▶ **Stated task A**:
Edit the court ruling's passage from "2. The Application" to "5th December 2012." so that "Distribution Agreement" becomes "Agency Agreement" everywhere in it.

▶ **Document**:
>>>

Jubilee Holdings Limited & Jubilee Insurance Company of Kenya Limited v Bupa Insurance Services Limited & Bupa Insurance Limited [2016] KEHC 3692 (KLR)
Full Case Text
REPUBLIC OF KENYA
IN THE HIGH COURT OF KENYA AT NAIROBI
MILIMANI COMMERCIAL & ADMIRALTY DIVISION
CIVIL CASE NO. 2 OF 2016
JUBILEE HOLDINGS LIMITED................................................ 1ST PLAINTIFF
JUBILEE INSURANCE COMPANY OF KENYA LIMITED ......... 2ND PLAINTIFF
VERSUS
BUPA INSURANCE SERVICES LIMITED ............................. 1ST DEFENDANT
BUPA INSURANCE LIMITED .............................................. 2ND DEFENDANT
___________________________________________________________________
RULING
1. The Application herein is the Notice of Motion dated 8th February 2016. It is brought under Articles 159 (2) (c) of the Constitution of Kenya, Section 1A, 1B, 3A, 59B & 81 (2) (ff) of the Civil Procedure Act, Order 51 Rule 1 & 4 of the Civil Procedure Rules).
2. The Application seeks for Orders that:
This matter be certified urgent and be heard ex parte in the first instance.
The suit herein be stayed and the dispute be referred to Mediation in accordance with the agreement of the parties as set out in the Distribution Agreement dated 5th December 2012.
The costs of this application be provided for.
3. It is supported by the grounds on the face of it and the affidavit sworn by ATIK AHMED, and it is opposed based on the Replying Affidavit sworn by MARGARET KIPCHUMBA.
4. The applicant’s case is that the Plaintiff’s alleged cause of action herein arises from a claim for breach of the terms of the Distribution Agreement dated 5th December 2012 entered between the 1st Plaintiff and the 1st Defendant hereto. That under Clause 24 of the said Agreement the parties herein mutually agreed that in the event of a dispute or difference between the parties relating inter alia to their rights or duties arising out of the Agreement and which is not resolved by discussion, the dispute would be referred to mediation in the first instance. That the parties herein have failed to reach a mutual settlement of the dispute and consequently the matter should have been referred to mediation as per the terms of the said Agreement.
As the Plaintiffs herein accepted the terms of the Agreement this suit should be stayed and this matter be referred to mediation. In the premises the filing of the suit herein is improper and the dispute should be resolved as agreed.
5. The Dispute Resolution Clause is also drafted in terms that would render it a condition precedent to the filing of the present suit. The Plaintiffs were lawfully bound to invoke mediation prior to filing of the legal suit in court. The suit herein was therefore filed contrary to compliance with the mediation clause and in the circumstances this court has no jurisdiction to entertain, here or determine this matter in the first instance. The Defendants are willing to comply with the said clause for referral of the matter to mediation. It is only just and fair that the suit be stayed and the dispute be resolved in accordance with the terms agreed upon by the parties.

<<<

Point placement records:
>>>

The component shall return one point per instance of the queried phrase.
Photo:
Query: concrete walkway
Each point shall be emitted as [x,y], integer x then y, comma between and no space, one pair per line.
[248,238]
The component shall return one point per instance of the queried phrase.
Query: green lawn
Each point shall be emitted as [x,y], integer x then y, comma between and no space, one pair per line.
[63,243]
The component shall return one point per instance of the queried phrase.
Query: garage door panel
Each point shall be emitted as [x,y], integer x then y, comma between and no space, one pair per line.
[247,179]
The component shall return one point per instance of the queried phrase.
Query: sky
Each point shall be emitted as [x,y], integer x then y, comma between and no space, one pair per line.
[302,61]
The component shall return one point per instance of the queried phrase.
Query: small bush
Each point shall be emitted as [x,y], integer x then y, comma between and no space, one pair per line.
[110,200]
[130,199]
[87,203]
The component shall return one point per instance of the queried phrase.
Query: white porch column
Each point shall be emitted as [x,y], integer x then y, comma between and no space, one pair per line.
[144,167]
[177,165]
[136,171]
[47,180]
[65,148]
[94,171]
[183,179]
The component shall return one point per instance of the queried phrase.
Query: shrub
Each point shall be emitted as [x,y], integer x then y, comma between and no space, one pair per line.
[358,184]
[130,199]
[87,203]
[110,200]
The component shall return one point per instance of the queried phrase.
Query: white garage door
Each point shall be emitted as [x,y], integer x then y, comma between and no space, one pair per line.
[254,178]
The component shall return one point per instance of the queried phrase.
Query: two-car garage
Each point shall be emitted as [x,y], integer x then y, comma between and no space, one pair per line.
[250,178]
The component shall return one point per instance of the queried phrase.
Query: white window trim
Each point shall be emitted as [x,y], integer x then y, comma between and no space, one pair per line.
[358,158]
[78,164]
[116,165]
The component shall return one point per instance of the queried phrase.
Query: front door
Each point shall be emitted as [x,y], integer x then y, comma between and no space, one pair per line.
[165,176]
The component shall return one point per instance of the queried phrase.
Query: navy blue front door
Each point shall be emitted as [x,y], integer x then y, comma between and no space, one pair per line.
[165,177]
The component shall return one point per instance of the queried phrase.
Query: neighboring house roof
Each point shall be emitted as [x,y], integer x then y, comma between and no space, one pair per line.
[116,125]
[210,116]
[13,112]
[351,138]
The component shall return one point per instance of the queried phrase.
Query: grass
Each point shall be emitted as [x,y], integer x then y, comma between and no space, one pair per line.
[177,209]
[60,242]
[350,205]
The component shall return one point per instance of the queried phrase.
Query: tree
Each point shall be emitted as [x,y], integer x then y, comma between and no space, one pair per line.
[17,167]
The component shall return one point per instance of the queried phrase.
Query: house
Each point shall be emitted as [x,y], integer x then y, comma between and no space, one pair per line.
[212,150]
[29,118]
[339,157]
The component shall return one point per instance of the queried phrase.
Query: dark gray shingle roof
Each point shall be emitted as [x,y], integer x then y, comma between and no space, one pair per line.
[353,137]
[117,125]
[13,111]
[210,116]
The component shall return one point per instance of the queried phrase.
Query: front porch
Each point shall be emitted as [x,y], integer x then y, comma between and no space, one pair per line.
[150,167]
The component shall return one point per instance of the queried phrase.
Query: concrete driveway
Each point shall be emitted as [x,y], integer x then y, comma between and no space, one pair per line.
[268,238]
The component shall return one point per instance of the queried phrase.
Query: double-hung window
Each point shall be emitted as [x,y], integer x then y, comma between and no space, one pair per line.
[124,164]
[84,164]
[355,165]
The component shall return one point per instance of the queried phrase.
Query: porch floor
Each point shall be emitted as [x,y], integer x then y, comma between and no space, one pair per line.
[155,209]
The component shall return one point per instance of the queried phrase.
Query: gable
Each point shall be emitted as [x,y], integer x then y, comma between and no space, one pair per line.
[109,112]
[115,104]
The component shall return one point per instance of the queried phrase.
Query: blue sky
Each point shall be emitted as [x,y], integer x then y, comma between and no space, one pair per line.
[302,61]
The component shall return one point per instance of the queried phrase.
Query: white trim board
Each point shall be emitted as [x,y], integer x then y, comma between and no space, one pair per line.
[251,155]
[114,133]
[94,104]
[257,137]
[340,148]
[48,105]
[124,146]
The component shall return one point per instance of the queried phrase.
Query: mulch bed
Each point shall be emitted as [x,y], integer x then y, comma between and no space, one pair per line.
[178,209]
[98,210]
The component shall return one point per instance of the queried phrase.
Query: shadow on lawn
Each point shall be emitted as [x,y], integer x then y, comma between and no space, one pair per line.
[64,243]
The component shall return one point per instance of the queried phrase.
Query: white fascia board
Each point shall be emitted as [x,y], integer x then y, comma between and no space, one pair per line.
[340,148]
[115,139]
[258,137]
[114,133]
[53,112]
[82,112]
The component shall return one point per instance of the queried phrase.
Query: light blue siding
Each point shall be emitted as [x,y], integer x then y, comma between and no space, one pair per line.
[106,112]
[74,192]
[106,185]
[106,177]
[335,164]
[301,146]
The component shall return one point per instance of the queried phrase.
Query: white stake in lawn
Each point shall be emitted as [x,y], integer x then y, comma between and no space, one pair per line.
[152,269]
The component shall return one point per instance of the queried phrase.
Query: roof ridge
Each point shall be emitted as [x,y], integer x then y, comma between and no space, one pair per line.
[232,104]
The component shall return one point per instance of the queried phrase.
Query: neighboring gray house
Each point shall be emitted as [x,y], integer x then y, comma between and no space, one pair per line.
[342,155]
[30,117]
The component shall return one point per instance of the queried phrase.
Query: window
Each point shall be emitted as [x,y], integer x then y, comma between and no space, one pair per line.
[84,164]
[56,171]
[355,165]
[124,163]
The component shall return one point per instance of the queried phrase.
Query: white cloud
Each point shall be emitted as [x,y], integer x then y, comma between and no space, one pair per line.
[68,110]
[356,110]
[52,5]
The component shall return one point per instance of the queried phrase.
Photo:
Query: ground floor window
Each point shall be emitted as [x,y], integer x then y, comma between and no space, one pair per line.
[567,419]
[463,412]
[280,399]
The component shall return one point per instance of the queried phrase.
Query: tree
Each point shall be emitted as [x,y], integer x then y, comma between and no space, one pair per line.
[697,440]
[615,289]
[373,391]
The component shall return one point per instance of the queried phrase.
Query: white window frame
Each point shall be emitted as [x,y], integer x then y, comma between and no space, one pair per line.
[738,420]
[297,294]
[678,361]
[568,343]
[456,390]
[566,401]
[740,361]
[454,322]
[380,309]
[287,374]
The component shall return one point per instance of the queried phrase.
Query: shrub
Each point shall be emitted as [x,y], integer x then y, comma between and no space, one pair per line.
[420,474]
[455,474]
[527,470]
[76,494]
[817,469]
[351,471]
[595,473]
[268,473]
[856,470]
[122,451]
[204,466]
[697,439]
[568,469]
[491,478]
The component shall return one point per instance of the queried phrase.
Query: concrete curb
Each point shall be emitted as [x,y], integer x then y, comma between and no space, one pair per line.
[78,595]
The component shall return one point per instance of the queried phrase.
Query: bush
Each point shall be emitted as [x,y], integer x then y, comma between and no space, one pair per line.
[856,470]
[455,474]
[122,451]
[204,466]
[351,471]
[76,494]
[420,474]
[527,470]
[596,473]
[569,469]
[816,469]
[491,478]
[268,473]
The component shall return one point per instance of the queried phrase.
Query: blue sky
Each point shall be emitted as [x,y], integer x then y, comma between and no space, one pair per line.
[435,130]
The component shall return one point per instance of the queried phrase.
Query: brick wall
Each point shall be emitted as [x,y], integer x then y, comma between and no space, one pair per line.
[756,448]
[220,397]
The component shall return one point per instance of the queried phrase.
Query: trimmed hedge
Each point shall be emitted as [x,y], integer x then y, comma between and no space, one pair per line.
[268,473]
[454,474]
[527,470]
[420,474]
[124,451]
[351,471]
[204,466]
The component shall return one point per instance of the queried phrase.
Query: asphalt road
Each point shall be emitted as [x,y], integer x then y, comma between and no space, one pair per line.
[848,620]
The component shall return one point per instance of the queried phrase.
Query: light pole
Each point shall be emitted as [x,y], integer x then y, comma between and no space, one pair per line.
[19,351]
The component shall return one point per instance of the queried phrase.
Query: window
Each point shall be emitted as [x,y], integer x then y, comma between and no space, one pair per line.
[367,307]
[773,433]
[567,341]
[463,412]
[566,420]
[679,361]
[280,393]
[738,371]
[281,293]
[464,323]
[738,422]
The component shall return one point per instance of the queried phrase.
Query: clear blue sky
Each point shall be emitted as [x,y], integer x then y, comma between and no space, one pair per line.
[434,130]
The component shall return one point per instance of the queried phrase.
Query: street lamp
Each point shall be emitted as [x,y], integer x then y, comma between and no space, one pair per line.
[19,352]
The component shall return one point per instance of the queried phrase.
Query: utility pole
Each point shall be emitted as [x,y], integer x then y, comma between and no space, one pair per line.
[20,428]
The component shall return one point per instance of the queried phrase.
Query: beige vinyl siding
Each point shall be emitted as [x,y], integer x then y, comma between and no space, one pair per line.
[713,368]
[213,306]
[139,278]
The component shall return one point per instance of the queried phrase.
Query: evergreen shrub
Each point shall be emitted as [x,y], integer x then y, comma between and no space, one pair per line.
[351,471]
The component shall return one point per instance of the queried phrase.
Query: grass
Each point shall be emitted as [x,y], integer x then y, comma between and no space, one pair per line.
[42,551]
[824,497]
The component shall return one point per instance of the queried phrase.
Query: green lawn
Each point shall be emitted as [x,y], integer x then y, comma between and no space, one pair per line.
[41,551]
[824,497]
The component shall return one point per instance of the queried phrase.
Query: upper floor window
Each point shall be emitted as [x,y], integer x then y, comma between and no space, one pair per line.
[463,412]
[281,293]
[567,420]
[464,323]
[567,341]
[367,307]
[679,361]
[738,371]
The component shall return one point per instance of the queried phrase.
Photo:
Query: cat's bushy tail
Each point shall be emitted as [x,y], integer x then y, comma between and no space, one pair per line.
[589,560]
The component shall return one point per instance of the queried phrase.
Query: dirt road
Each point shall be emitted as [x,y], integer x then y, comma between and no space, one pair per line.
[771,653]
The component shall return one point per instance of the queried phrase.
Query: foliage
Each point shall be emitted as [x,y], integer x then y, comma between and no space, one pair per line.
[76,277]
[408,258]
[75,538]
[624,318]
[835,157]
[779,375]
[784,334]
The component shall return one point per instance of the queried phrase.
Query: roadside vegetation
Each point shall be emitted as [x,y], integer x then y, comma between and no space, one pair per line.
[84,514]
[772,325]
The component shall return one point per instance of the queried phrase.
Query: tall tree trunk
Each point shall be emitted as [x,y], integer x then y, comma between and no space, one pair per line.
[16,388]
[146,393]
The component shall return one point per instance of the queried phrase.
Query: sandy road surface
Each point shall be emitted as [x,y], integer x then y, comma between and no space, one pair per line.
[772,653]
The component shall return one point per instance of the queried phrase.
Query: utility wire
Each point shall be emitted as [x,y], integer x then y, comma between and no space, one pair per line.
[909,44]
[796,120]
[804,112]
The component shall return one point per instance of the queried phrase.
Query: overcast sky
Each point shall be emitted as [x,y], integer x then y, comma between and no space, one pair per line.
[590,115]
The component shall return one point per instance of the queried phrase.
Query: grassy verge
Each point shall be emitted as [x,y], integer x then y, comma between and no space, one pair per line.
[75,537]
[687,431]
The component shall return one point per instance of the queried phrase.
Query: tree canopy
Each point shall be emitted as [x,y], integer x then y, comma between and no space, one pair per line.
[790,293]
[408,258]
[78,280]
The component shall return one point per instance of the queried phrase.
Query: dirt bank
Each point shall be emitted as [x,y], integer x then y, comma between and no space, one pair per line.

<<<

▶ **Stated task B**:
List each line of the records that contains the string "garage".

▶ **Task result A**:
2. The Application seeks for Orders that:
This matter be certified urgent and be heard ex parte in the first instance.
The suit herein be stayed and the dispute be referred to Mediation in accordance with the agreement of the parties as set out in the Agency Agreement dated 5th December 2012.

▶ **Task result B**:
Query: garage door panel
Query: white garage door
Query: two-car garage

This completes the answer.